(What the task requires)
Nothing but an exact copy of the data should be given.

---*---

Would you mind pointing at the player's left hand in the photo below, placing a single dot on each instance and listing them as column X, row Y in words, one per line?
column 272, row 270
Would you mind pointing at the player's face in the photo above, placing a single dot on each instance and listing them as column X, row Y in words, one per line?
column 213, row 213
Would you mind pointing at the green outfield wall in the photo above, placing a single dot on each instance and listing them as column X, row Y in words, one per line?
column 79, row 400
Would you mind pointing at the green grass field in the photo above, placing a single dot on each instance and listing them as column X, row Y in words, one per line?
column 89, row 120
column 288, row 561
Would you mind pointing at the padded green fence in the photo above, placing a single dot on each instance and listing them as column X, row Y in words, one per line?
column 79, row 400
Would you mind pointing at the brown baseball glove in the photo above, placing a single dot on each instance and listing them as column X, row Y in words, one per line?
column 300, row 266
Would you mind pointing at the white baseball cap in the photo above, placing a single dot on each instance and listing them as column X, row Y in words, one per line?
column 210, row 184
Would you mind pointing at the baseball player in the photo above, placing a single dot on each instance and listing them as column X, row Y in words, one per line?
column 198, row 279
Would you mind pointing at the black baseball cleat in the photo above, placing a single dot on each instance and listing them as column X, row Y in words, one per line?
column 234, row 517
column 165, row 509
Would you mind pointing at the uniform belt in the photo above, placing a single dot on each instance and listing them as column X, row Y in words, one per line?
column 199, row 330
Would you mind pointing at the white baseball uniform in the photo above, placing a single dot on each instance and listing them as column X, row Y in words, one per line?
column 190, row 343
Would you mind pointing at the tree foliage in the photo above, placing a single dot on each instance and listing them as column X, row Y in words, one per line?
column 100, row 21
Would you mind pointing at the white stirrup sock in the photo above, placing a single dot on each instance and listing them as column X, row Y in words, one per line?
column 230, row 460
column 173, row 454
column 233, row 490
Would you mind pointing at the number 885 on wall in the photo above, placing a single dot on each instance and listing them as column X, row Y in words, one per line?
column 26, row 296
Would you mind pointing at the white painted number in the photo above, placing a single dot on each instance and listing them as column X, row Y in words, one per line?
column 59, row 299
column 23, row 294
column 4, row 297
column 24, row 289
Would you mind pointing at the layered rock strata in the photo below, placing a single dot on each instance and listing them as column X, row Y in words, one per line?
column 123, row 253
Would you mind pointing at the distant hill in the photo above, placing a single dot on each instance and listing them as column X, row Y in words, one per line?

---*---

(Finished exercise)
Would you mind pointing at the player's left hand in the photo below, placing a single dot on each instance and listing them as column X, row Y in words, one per line?
column 272, row 270
Would you mind pointing at the player's face in the photo above, placing a single dot on each instance and listing them as column X, row Y in words, one per line?
column 213, row 213
Would you mind pointing at the green outfield wall in the photo above, placing a single dot on each instance and listing them as column X, row Y in words, one per line?
column 79, row 400
Would you mind pointing at the green grass field in the photo above, placing a single dot on each instance and listing them as column X, row Y in words, one per line?
column 89, row 120
column 288, row 561
Would you mind pointing at the padded green fence in the photo above, placing a single dot on each instance and listing them as column X, row Y in words, one per line?
column 79, row 400
Would you mind pointing at the brown baseball glove in the photo above, placing a single dot on each instance and listing them as column X, row Y in words, one per line?
column 300, row 266
Would you mind pointing at the white baseball cap in the photo above, placing a single dot on each instance and listing them as column X, row Y in words, one per line?
column 210, row 184
Would you mind pointing at the baseball player in the photo above, placing a single dot on each instance and listing them as column X, row Y in words, one per line?
column 198, row 279
Would you mind pointing at the black baseball cleat in the photo above, placing a single dot on each instance and listing them as column X, row Y in words, one per line?
column 234, row 517
column 165, row 509
Would you mind pointing at the uniform belt in the photo above, placing a single dot on each instance and listing them as column X, row Y in words, one per line?
column 199, row 330
Would you mind pointing at the white baseball uniform in the photo above, placing a single dot on each instance and listing them as column X, row Y in words, one per line?
column 190, row 343
Would you mind pointing at the tree foliage in the photo above, placing a single dot on each instance and listing them as column X, row Y in words, one per line?
column 100, row 21
Would you mind pointing at the white stirrup sock in the photo above, placing a single dot on each instance and listing them as column X, row Y in words, one per line?
column 230, row 460
column 173, row 454
column 233, row 490
Would you mind pointing at the number 885 on wall in the photo above, placing a single dot on each instance and listing them as column X, row Y in words, one per line?
column 26, row 296
Would you mind pointing at the white painted number in the photo above, placing a single dot on each instance and listing them as column X, row Y in words, one per line?
column 59, row 299
column 23, row 294
column 4, row 297
column 24, row 289
Would you mind pointing at the layered rock strata in the photo below, placing a single dot on each instance and listing them as column X, row Y in words, one per line?
column 123, row 253
Would you mind pointing at the distant hill in the photo above, placing a single dot on each instance and listing them as column X, row Y in words, one per line?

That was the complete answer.